July 6, 2008
Book Review: The Creature from Jekyll Island
There are few books on economics that can be called "page turners." G. Edward Griffin's book reads more like a mystery novel than an economic essay. It is wonderfully replete with historical facts about many of the players and about the actions that have led up to the present state of America and the World. Even if you don't agree with some of the author's conclusions -- and I don't -- this book is worth reading.
Some reviewers have complained that there are too many conspiracies in the book. Since the players are mostly bankers and politicians, the conspiracy theories are mostly believable. On the other hand, manipulation of public opinion (Public Relations) and manipulation of politicians (lobbies) are all too common and not restricted to money politics. I would not read too much into these conspiracy theories.

-------------------------

Reproduce the book review word for word, everything from "July 6, 2008" down to "is worth reading.". The lines that come next have no connection to the book review.

_Data below:_
-------------------------

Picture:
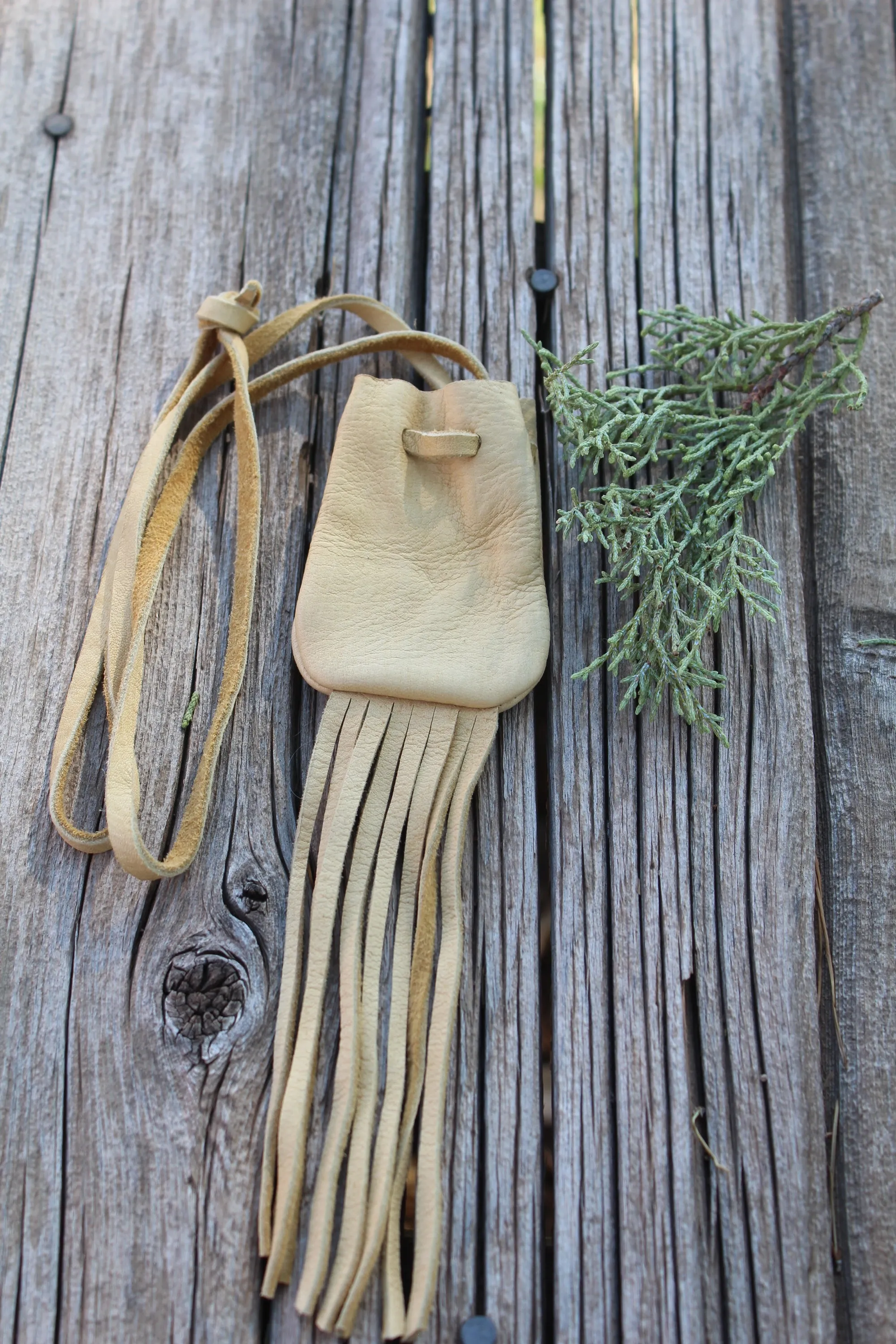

-------------------------

_Result for this exercise:_
July 6, 2008
Book Review: The Creature from Jekyll Island
There are few books on economics that can be called "page turners." G. Edward Griffin's book reads more like a mystery novel than an economic essay. It is wonderfully replete with historical facts about many of the players and about the actions that have led up to the present state of America and the World. Even if you don't agree with some of the author's conclusions -- and I don't -- this book is worth reading.